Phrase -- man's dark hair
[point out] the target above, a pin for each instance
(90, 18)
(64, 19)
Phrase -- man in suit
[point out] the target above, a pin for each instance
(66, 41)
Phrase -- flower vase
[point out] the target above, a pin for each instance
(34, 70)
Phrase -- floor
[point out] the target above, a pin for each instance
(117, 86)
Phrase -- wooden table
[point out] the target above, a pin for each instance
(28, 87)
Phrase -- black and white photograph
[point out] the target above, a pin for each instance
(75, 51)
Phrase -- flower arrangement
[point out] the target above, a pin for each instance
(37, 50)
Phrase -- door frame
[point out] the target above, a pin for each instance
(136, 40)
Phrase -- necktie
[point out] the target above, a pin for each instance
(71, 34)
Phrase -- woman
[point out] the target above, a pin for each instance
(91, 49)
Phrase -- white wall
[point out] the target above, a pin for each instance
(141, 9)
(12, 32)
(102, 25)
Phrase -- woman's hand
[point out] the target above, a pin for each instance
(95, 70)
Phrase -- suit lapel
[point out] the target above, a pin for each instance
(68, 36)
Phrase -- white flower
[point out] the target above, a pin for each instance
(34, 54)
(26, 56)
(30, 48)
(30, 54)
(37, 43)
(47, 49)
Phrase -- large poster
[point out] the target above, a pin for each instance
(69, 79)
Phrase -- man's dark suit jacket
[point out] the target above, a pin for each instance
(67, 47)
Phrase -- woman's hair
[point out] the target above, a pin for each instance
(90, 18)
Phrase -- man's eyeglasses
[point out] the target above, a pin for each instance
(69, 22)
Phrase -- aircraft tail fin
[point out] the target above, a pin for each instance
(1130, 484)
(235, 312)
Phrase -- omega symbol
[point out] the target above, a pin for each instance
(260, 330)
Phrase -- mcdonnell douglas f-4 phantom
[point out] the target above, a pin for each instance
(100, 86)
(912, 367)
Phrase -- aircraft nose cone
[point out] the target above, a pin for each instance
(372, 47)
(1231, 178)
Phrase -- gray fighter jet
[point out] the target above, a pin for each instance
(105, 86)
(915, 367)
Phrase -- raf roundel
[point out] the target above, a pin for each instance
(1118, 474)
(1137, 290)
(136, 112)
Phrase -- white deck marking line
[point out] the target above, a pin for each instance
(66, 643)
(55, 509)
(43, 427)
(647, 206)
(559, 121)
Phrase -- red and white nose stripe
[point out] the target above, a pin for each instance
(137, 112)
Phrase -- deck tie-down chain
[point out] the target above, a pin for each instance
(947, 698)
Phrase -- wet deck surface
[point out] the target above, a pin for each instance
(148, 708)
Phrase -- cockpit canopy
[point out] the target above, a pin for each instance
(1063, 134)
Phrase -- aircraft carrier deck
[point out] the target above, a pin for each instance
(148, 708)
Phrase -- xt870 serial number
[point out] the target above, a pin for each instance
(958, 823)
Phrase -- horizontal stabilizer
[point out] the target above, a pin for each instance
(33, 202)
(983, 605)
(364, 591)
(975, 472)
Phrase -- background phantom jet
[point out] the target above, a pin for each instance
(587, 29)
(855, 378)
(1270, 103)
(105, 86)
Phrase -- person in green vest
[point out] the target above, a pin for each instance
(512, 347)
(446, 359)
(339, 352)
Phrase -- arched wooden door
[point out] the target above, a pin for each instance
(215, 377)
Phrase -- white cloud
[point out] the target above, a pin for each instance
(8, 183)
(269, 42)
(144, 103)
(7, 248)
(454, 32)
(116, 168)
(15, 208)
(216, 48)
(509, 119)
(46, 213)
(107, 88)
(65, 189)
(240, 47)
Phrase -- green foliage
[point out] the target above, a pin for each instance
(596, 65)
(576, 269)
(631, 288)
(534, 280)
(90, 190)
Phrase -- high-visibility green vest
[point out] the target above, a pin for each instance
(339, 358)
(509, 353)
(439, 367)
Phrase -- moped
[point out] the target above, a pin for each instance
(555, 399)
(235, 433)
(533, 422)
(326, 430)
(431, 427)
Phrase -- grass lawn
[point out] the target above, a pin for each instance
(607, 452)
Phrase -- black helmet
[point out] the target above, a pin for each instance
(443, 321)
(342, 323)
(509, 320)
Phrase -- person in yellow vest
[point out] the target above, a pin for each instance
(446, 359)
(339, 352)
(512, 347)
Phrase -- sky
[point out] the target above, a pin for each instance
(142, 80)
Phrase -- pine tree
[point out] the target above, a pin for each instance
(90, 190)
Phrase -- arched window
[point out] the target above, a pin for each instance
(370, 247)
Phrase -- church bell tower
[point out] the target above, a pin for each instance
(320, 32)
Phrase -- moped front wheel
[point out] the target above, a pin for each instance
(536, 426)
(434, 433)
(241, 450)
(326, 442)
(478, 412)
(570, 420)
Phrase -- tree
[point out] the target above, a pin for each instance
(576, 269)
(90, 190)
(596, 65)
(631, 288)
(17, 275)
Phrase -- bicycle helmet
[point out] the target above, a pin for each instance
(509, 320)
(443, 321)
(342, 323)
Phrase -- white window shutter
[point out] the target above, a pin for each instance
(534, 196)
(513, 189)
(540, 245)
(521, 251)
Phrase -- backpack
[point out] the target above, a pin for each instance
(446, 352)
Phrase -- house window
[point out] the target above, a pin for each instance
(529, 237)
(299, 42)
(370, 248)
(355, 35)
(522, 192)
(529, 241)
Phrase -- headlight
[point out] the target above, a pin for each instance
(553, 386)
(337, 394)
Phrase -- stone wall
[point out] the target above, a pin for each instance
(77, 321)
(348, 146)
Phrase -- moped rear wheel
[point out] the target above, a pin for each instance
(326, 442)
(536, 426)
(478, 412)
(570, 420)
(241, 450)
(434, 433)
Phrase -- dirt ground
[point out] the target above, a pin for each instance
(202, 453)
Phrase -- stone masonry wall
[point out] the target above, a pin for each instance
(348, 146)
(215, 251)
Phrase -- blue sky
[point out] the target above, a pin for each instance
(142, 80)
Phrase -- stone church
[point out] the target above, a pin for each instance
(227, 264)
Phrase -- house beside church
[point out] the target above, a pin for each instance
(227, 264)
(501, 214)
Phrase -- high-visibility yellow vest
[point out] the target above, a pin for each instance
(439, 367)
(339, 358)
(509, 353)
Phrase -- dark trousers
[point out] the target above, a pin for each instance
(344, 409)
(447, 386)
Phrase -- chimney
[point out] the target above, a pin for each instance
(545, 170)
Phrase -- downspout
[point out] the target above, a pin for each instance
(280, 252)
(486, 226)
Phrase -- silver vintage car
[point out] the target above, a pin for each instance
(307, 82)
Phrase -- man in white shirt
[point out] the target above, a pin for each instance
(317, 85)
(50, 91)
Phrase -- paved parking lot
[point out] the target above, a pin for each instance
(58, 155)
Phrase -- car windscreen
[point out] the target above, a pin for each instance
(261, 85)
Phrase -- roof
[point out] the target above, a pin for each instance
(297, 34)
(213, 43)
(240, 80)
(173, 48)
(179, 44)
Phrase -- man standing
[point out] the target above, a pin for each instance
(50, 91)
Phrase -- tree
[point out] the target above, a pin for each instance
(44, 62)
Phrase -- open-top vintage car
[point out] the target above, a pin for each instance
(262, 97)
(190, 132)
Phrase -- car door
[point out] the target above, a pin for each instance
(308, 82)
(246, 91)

○ ○ ○ ○

- _Exercise objective_
Copy the records above exactly as they appear.

- _Written answer_
Phrase -- man's dark hair
[point out] the target above, a pin for each instance
(90, 18)
(64, 19)
Phrase -- man in suit
[point out] the target above, a pin for each instance
(66, 41)
Phrase -- flower vase
[point out] the target above, a pin for each instance
(34, 70)
Phrase -- floor
[point out] the target above, a pin for each instance
(117, 86)
Phrase -- wooden table
[point out] the target above, a pin for each instance
(28, 87)
Phrase -- black and white photograph
[point out] the target above, a pin for each instance
(75, 51)
Phrase -- flower arrangement
[point out] the target above, a pin for each instance
(37, 50)
Phrase -- door frame
[point out] the target above, a pin for each instance
(136, 40)
Phrase -- necktie
[point out] the target above, a pin for each instance
(71, 34)
Phrase -- woman
[point out] the target above, a pin for each instance
(91, 49)
Phrase -- white wall
[point out] the target above, a pin for each instance
(141, 9)
(12, 32)
(102, 25)
Phrase -- woman's hand
[point out] the target above, a pin for each instance
(95, 70)
Phrase -- suit lapel
[point out] the target above, a pin for each instance
(68, 36)
Phrase -- white flower
[point out] the target above, a pin for each instance
(34, 54)
(26, 56)
(30, 48)
(30, 54)
(37, 43)
(47, 49)
Phrase -- large poster
[point out] the target above, a pin for each instance
(69, 79)
Phrase -- man's dark suit jacket
[point out] the target above, a pin for each instance
(67, 47)
Phrase -- woman's hair
[point out] the target above, a pin for each instance
(90, 18)
Phrase -- man's eyeglasses
[point out] the target above, a pin for each instance
(69, 22)
Phrase -- aircraft tail fin
[point out] the target above, a pin for each instance
(1130, 484)
(235, 312)
Phrase -- omega symbol
[point out] the target above, a pin for each instance
(260, 330)
Phrase -- mcdonnell douglas f-4 phantom
[point out] the target above, a pin for each instance
(100, 86)
(912, 367)
Phrase -- aircraft nose cone
[point out] the target above, a pin for each instance
(372, 47)
(1231, 178)
Phrase -- gray fighter jet
[point out] the target above, a pin for each instance
(105, 86)
(915, 367)
Phrase -- raf roundel
[point out] the target above, a pin for each instance
(1118, 474)
(1137, 290)
(136, 112)
Phrase -- white deck marking line
[point out] the target above, a pin for each instance
(66, 643)
(55, 509)
(43, 427)
(647, 206)
(559, 121)
Phrase -- red and white nose stripe
[point out] the target above, a pin for each instance
(137, 112)
Phrase -- deck tie-down chain
[point out] the target above, a pin for each instance
(947, 698)
Phrase -- wet deck surface
[point out] the target above, a pin for each instance
(148, 708)
Phrase -- cockpit canopy
[point out] the target above, a pin for each instance
(1063, 134)
Phrase -- aircraft carrier deck
[point out] the target above, a pin for each instance
(148, 708)
Phrase -- xt870 serial number
[point out] the target above, a pin for each instance
(958, 823)
Phrase -- horizontal stabilizer
[point out] the target above, a pin for each instance
(33, 202)
(983, 605)
(364, 591)
(975, 472)
Phrase -- background phantom jet
[point out] the target above, a pin for each instance
(587, 29)
(855, 378)
(1270, 103)
(105, 86)
Phrase -- person in green vest
[point out] the target above, a pin for each instance
(512, 347)
(446, 359)
(339, 352)
Phrase -- arched wooden door
[point out] the target above, a pin for each instance
(215, 377)
Phrase -- white cloud
[point out] the target above, a pin for each instance
(8, 183)
(269, 42)
(144, 103)
(7, 248)
(454, 32)
(116, 168)
(15, 208)
(216, 48)
(509, 119)
(46, 213)
(107, 88)
(65, 189)
(240, 47)
Phrase -- green foliage
[point out] the target above, a pin for each instance
(596, 65)
(576, 269)
(631, 288)
(534, 280)
(90, 190)
Phrase -- high-visibility green vest
[point out] the target above, a pin for each instance
(339, 358)
(509, 353)
(439, 367)
Phrase -- moped
[point out] the target above, a pin for each instance
(555, 399)
(235, 433)
(533, 422)
(326, 430)
(431, 427)
Phrase -- grass lawn
[point out] the target above, a pin for each instance
(607, 452)
Phrase -- black helmet
[point out] the target above, a pin for each instance
(443, 321)
(342, 323)
(509, 320)
Phrase -- person in yellow vest
[point out] the target above, a pin for each instance
(446, 359)
(339, 352)
(512, 347)
Phrase -- sky
[point out] the target above, a pin for each instance
(142, 80)
Phrase -- pine tree
[point out] the target above, a pin for each instance
(90, 190)
Phrase -- arched window
[point out] the target above, a pin for each instance
(370, 247)
Phrase -- church bell tower
[point out] the target above, a pin for each instance
(320, 32)
Phrase -- moped front wheel
[point out] the target above, a pin for each instance
(536, 426)
(434, 433)
(241, 450)
(326, 442)
(478, 412)
(570, 420)
Phrase -- tree
[point out] the target above, a pin for each instance
(576, 269)
(90, 190)
(596, 65)
(631, 288)
(17, 275)
Phrase -- bicycle helmet
[point out] the target above, a pin for each instance
(509, 320)
(443, 321)
(342, 323)
Phrase -- white window shutter
[point out] the target above, a pin for each instance
(534, 196)
(513, 189)
(540, 245)
(521, 251)
Phrase -- backpack
[point out] the target above, a pin for each instance
(446, 352)
Phrase -- house window
[point out] the target above, a pin for each instance
(529, 237)
(299, 42)
(370, 248)
(355, 35)
(522, 192)
(529, 241)
Phrase -- headlight
[point out] the target above, a pin for each instance
(553, 386)
(337, 394)
Phrase -- stone wall
[point out] the target above, a pin for each instance
(77, 321)
(348, 146)
Phrase -- moped rear wheel
[point out] the target above, a pin for each instance
(326, 442)
(536, 426)
(478, 412)
(570, 420)
(241, 450)
(434, 433)
Phrase -- dirt ground
[point out] the target above, a pin for each instance
(202, 453)
Phrase -- stone masonry wall
[point out] the target above, a pin for each instance
(348, 146)
(215, 251)
Phrase -- blue sky
[point out] the target above, a pin for each instance
(142, 80)
Phrase -- stone church
[point out] the target above, a pin for each instance
(227, 264)
Phrase -- house beside church
[point out] the target above, a pin for each instance
(227, 264)
(501, 214)
Phrase -- high-visibility yellow vest
[point out] the target above, a pin for each instance
(439, 367)
(339, 358)
(509, 353)
Phrase -- dark trousers
[point out] the target above, a pin for each instance
(344, 409)
(447, 386)
Phrase -- chimney
[point out] the target above, a pin for each instance
(545, 170)
Phrase -- downspout
[point out] the target above, a pin for each instance
(280, 252)
(486, 226)
Phrase -- silver vintage car
[point out] the target above, a pin for each instance
(307, 82)
Phrase -- man in white shirt
[point out] the target above, a pin for each instance
(317, 85)
(50, 91)
Phrase -- paved parking lot
[point out] the target above, a pin for each instance
(58, 155)
Phrase -- car windscreen
[point out] the target above, a pin for each instance
(261, 85)
Phrase -- roof
[point out] the target above, a pin for each instance
(297, 34)
(213, 43)
(240, 80)
(173, 48)
(179, 44)
Phrase -- man standing
[point out] the target above, a pin for each instance
(50, 91)
Phrase -- tree
[point out] the target above, a pin for each instance
(44, 62)
Phrase -- open-top vintage car
[point out] the target above, a pin for each instance
(262, 97)
(190, 132)
Phrase -- car door
[point out] the target above, a pin for each instance
(308, 82)
(246, 91)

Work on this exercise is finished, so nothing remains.